[Information supplied — start]
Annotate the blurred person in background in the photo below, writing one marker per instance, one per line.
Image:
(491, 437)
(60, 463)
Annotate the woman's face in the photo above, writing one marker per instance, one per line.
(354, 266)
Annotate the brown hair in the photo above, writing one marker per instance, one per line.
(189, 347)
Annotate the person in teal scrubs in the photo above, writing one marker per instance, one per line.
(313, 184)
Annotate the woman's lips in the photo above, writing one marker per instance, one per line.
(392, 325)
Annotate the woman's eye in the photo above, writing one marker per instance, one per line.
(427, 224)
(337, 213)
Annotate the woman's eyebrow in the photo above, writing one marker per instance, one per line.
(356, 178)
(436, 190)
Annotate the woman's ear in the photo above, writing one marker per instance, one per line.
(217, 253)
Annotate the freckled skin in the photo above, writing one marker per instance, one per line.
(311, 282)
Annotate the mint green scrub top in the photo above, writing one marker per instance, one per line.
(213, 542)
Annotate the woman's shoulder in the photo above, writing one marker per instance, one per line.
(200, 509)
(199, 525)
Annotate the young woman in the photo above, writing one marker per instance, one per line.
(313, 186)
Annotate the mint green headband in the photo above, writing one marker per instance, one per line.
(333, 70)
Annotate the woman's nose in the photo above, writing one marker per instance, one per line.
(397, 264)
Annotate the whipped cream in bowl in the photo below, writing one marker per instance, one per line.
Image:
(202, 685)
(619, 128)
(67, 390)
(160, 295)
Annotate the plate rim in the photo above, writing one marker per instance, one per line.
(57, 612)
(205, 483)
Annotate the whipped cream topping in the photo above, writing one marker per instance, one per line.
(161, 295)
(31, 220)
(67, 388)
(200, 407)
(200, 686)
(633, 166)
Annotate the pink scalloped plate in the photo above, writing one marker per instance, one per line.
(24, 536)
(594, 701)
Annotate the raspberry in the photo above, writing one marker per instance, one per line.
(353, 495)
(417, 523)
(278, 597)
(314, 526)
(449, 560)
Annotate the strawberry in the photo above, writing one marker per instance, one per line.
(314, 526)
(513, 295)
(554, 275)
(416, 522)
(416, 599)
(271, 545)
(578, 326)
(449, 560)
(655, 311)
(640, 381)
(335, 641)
[Information supplied — finish]
Read through the lines above and collect those that contain the string "below".

Solution for this problem
Annotate the blurred person in background in the photo below, writing one marker per instance, one per line.
Annotate the whipped cream in bowl in the photo below, writing one marker per instance, one per line.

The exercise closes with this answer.